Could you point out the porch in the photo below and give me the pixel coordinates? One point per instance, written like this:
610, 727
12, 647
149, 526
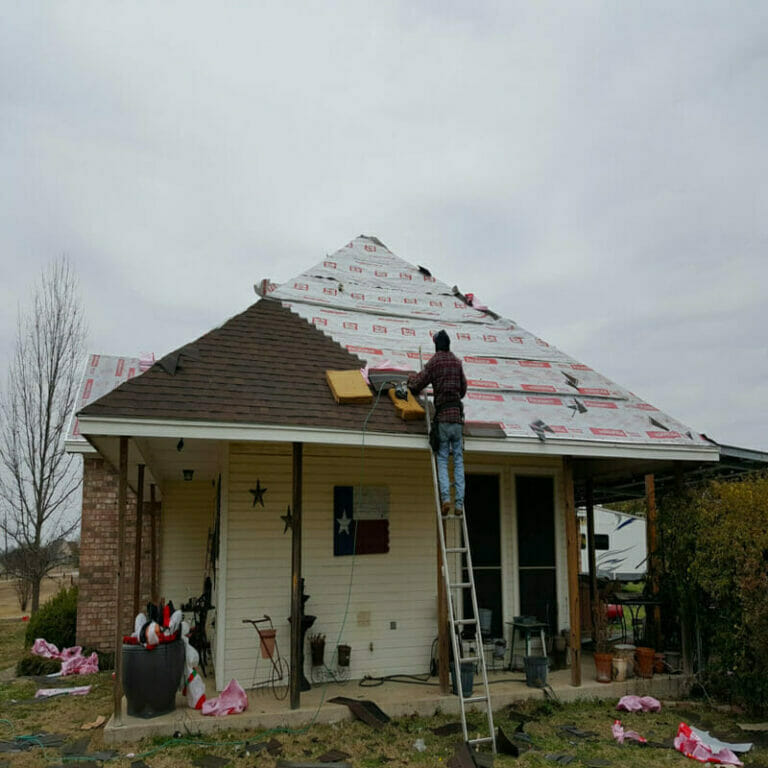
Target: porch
396, 699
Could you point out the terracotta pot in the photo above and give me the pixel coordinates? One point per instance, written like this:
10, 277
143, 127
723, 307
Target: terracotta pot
644, 657
603, 667
619, 669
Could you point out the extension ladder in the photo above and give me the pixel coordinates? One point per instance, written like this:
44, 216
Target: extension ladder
455, 591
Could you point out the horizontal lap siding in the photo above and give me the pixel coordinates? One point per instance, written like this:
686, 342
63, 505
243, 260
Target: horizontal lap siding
399, 586
187, 515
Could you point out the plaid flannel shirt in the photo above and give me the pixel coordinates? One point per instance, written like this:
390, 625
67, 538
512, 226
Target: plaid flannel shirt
445, 374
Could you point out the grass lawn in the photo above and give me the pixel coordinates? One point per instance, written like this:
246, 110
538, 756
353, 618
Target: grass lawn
542, 720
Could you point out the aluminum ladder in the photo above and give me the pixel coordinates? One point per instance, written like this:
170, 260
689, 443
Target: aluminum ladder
455, 591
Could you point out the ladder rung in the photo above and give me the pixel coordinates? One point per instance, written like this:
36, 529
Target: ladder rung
481, 740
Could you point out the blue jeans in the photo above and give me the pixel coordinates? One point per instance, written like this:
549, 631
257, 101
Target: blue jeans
450, 439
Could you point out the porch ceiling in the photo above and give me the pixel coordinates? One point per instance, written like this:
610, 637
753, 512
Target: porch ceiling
163, 460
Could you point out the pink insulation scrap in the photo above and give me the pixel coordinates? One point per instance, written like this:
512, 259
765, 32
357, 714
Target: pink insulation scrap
231, 701
72, 660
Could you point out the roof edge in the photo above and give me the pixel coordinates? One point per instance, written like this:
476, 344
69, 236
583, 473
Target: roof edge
278, 433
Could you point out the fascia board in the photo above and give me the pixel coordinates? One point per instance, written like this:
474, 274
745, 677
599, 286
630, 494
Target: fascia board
275, 433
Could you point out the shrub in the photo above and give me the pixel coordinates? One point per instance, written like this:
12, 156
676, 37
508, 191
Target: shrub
56, 621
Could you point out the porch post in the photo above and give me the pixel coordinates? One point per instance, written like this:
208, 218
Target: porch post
296, 607
153, 544
137, 553
572, 545
443, 638
651, 530
593, 596
122, 496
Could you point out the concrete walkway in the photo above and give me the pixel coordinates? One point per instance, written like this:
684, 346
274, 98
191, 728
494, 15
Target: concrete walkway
395, 698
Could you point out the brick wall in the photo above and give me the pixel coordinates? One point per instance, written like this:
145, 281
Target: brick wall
98, 557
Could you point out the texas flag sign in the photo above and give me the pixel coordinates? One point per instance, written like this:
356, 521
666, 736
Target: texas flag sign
360, 520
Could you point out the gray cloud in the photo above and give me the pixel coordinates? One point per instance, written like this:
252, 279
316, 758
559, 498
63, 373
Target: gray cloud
593, 170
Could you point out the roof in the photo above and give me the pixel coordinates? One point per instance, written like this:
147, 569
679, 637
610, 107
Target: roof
265, 365
363, 304
382, 308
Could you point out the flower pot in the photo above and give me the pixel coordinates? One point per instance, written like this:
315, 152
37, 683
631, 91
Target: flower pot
619, 669
343, 652
603, 667
644, 657
267, 643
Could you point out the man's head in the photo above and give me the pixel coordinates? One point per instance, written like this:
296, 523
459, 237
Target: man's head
442, 342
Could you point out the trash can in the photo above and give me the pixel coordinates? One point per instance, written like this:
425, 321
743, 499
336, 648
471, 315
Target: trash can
151, 678
467, 678
535, 671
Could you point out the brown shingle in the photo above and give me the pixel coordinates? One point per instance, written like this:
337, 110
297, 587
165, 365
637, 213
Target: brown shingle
264, 366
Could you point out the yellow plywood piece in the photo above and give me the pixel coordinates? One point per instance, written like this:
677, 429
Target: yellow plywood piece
408, 410
348, 386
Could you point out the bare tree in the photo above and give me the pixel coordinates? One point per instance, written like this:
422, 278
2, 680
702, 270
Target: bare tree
38, 481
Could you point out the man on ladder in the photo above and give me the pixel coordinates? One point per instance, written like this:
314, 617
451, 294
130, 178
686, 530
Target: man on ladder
446, 375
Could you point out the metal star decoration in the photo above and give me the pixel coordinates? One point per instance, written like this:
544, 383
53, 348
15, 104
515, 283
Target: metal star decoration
287, 518
258, 493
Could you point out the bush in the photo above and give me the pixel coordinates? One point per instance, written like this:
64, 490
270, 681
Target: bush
56, 621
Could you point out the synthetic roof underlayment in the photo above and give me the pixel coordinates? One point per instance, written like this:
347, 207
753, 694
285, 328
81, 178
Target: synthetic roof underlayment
384, 310
101, 374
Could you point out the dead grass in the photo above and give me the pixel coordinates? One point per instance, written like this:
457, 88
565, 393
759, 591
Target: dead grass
393, 746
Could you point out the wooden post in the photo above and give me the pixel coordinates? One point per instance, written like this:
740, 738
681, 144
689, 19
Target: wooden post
153, 544
593, 594
651, 530
572, 544
443, 638
296, 607
139, 526
122, 499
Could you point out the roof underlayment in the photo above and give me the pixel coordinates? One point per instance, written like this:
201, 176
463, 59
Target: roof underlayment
385, 310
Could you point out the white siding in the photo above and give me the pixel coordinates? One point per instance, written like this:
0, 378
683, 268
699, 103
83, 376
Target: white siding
355, 599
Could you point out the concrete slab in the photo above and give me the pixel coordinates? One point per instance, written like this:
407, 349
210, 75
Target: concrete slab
395, 698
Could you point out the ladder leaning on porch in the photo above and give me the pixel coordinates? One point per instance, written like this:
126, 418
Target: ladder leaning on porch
454, 592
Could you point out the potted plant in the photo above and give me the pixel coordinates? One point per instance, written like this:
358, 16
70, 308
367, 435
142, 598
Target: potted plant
602, 655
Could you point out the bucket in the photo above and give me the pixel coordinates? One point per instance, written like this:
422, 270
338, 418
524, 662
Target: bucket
267, 643
535, 671
467, 678
151, 678
619, 669
343, 653
645, 661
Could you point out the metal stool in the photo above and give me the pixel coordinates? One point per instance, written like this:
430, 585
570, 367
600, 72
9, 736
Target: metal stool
525, 630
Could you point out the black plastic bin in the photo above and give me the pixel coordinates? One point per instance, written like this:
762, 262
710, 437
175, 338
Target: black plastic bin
151, 678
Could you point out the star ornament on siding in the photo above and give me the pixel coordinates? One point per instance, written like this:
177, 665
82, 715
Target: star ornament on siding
258, 493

▸ **Challenge**
Copy word for word the part of the records that opens with the line containing "Could you point out the metal stool" and runs through the end of the records, and give nothing else.

▸ **Response to this exercise**
Could you point out the metal stool in the photo above and give me the pixel coordinates? One point per instance, written like this:
430, 585
570, 367
600, 72
9, 736
Target: metal stool
525, 630
Could you point out the black plastic bin in the photo above and give me the pixel coordinates? One point per instance, written like this:
762, 262
710, 437
175, 338
Target: black plastic bin
151, 678
Could you point out the star ornament on siding in the photo above and give me the pixel coordinates? One point per instance, written like this:
177, 665
82, 715
Target: star ornament on siding
258, 493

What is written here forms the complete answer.